# Exercise
Continue the text on Mirfield Free Grammar from its last sentence.

╭─ Extract to read

The Mirfield Free Grammar (also known as the MFG), previously Mirfield High School (MHS), and sixth form is a coeducational comprehensive secondary school in the town of Mirfield, West Yorkshire, England. Mirfield Free Grammar School was founded by Richard Thorpe of Hopton in 1667. The current school is a merger of the town's grammar school and secondary modern school, the latter founded in 1951.

Patrick Stewart was a student at the Mirfield Secondary Modern. In September 2011, he inaugurated the school as an academy. The school was rated 'Outstanding' by Ofsted in both 2008 and 2012.

In 2013 a new extension was added to the sports centre which included a Dance Studio and Gym.

The school underwent major renovations that were completed by September 2014, they included a new Music, Drama and DT classrooms, as well as a redeveloped quad area with ramp access for students that required the permanent demolition of existing buildings.

╰─
╭─ Material supplied

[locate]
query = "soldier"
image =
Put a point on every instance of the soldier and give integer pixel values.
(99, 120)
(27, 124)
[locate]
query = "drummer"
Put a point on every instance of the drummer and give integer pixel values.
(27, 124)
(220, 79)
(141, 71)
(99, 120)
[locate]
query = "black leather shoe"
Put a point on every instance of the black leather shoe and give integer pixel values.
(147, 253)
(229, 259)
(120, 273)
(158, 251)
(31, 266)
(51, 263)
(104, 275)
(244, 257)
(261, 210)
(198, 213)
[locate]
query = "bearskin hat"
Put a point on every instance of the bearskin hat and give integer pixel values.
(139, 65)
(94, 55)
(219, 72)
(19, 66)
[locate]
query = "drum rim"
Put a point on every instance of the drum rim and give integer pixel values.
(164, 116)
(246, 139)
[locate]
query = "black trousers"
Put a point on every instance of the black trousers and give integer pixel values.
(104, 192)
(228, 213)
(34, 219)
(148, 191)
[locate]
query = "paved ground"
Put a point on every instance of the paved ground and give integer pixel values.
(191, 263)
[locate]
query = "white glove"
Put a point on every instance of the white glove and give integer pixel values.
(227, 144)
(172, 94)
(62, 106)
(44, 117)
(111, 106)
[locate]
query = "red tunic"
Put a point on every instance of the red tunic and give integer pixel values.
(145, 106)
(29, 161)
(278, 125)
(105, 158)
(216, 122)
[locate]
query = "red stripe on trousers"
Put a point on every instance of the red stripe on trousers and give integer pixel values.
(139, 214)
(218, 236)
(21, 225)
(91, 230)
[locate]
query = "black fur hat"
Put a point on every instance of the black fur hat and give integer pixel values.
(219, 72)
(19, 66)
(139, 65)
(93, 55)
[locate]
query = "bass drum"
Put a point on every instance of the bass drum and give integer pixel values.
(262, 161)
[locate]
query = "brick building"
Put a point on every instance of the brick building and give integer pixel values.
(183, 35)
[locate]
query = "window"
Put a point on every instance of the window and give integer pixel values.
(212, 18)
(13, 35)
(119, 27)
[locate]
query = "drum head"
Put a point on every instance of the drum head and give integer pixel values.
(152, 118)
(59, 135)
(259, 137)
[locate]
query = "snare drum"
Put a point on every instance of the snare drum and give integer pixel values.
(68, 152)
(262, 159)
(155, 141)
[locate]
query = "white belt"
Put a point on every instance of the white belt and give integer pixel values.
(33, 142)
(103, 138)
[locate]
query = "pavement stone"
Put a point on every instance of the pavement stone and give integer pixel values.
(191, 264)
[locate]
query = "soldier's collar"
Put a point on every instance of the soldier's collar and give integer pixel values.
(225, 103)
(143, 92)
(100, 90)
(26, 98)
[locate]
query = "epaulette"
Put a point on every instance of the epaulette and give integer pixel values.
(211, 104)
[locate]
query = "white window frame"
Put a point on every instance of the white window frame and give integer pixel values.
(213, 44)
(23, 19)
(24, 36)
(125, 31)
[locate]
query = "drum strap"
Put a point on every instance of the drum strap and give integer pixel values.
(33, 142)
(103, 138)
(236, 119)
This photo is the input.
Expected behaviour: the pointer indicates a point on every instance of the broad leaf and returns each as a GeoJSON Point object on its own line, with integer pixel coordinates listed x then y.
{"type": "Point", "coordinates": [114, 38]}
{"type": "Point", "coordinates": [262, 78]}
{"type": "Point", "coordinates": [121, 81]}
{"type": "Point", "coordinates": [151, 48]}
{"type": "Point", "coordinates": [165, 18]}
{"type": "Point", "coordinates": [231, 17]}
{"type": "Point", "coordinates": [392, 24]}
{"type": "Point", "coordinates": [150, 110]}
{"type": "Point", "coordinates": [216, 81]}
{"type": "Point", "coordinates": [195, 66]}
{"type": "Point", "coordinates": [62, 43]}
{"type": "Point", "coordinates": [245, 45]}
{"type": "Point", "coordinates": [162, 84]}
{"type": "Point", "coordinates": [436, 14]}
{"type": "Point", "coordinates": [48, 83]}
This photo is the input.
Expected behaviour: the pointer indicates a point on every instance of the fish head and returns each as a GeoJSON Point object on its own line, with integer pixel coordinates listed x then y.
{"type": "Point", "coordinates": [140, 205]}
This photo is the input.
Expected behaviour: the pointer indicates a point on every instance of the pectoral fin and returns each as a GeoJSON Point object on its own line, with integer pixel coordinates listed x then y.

╰─

# Answer to this exercise
==Notable former pupils==
Sir Patrick Stewart was most widely known for his roles as Captain Jean-Luc Picard in Star Trek: The Next Generation and as Professor Charles Xavier in the X-Men film series, and also for his stage roles with the Royal Shakespeare Company.

Sir Malcolm Conrad Walker CBE (born 11 February 1946) an English businessman who is the founder of Iceland Foods Ltd.

Talha Asmal attended the school before he left to join the Islamic State. At 17, he became the youngest suicide bomber in British history.